__WHAT TO DO__.
Pull from the data below each line where the word "target" occurs, and copy it.

__RECORDED INFORMATION__.
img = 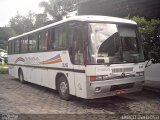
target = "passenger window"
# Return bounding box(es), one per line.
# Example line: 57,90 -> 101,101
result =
38,31 -> 49,51
28,34 -> 38,52
11,41 -> 14,54
68,23 -> 84,65
14,39 -> 20,54
67,24 -> 75,62
53,28 -> 59,49
21,37 -> 28,53
8,41 -> 12,54
52,26 -> 67,49
73,26 -> 84,64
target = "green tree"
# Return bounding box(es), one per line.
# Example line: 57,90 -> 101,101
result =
131,17 -> 160,63
34,13 -> 48,28
0,27 -> 15,50
39,0 -> 77,21
9,11 -> 35,35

__RESPONSE TO THE EXERCISE__.
target = "passenger window"
target = "green tree"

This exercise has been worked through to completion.